- TEXTE FOURNI
╔══
Cette enquête concerne d’abord la reconversion des vieux foyers industriels. Le site est une ancienne mine du bassin potassique alsacien exploitant de la potasse, du brome et du sel gemme de 600 à 1150 m de profondeur. Ce gisement découvert en 1904 à Wittelsheim permit l’exploitation d’un bassin de 203 km² dès 1910. De 1945 à 2002 les MDPA employèrent jusqu’à 9 000 personnes. Plus de 68 millions de T furent extraites (1912-86), produisant des engrais chimiques pour l’agriculture. Chaque puits ouvrait sur un réseau de galeries en forme de grille, ce qui permit de transformer rapidement ce site en centre d’enfouissement technique (CET).
Le développement industriel est aussi vecteur de risques. Les accidents d’AZF à Toulouse (2001) ou de Lubrizol à Rouen (2019) renvoient à la vulnérabilité des territoires face aux aléas et aux catastrophes industrielles. Des mesures de prévention existent comme la directive européenne Seveso (1982-2012) sur les sites industriels dangereux. Stocamine permet d’interroger la sécurité des sites de matières toxiques. Ce CET fut créé en 1991 à Wittelsheim pour stocker des déchets ultimes de classe 1 et 0 hautement toxiques impossibles à inerter. Ce type d’enfouissement était réversible. 42 011 T des déchets conditionnés en fûts métalliques et big bags furent acheminées dans les galeries (1999-2002).
╚══
- CONSIGNE A
Quelles substances l'ancienne mine exploitait-elle, d'après le texte fourni ?

Étiquettes de points d'objets
╔══
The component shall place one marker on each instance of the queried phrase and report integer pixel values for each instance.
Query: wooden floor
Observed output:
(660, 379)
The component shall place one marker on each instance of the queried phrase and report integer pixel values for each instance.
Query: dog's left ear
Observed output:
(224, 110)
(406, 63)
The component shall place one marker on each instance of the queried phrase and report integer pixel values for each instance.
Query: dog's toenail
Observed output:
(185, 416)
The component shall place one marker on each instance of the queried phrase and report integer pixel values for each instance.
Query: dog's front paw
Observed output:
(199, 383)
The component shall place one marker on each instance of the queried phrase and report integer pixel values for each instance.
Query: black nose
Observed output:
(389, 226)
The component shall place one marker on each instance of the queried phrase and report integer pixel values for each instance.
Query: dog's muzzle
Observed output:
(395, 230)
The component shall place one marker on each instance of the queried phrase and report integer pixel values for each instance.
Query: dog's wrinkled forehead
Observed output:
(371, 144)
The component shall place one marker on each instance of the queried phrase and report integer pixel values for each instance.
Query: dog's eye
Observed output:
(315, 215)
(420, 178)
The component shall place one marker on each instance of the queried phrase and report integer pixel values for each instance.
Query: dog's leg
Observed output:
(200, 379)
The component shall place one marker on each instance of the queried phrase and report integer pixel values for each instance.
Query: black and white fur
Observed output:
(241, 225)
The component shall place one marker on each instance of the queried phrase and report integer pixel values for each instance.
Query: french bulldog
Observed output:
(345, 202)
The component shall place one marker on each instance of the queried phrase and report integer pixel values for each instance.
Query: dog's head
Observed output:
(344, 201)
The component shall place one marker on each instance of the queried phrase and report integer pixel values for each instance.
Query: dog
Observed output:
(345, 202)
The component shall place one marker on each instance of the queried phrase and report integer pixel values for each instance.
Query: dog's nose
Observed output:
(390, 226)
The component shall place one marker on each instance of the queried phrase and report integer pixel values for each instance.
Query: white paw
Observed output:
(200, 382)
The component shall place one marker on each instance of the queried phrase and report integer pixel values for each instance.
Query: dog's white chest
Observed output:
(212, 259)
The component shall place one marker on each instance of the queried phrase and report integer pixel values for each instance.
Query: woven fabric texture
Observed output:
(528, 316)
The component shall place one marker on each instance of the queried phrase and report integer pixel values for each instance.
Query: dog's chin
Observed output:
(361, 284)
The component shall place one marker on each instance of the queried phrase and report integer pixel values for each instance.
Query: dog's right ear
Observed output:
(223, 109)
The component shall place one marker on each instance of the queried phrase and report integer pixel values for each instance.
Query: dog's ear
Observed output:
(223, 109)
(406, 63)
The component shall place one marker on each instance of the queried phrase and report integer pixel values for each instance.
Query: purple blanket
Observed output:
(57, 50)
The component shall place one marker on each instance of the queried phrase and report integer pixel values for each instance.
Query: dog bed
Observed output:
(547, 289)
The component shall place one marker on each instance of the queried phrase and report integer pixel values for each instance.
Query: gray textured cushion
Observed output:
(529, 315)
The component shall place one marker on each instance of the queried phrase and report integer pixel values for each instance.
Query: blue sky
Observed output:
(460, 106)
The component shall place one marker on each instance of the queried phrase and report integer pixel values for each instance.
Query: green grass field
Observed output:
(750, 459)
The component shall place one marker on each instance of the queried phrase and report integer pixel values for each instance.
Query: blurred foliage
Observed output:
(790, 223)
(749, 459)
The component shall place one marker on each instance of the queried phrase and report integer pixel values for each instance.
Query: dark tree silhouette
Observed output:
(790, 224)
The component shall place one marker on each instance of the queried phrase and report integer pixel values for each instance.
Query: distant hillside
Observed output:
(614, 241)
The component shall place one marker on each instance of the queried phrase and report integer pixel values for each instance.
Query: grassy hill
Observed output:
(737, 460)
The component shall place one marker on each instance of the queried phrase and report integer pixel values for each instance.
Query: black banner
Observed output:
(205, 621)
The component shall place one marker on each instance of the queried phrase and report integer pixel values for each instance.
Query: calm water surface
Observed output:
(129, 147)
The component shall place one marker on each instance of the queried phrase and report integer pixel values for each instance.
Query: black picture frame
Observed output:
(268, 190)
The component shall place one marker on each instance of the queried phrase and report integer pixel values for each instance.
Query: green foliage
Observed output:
╚══
- CONSIGNE B
Quelles lignes des entrées contiennent la chaîne « green » ? Relevez-les toutes en respectant la casse.

- CORRIGÉ DÉTAILLÉ A
La potasse, le brome et le sel gemme.

- CORRIGÉ DÉTAILLÉ B
Query: green grass field
Query: green foliage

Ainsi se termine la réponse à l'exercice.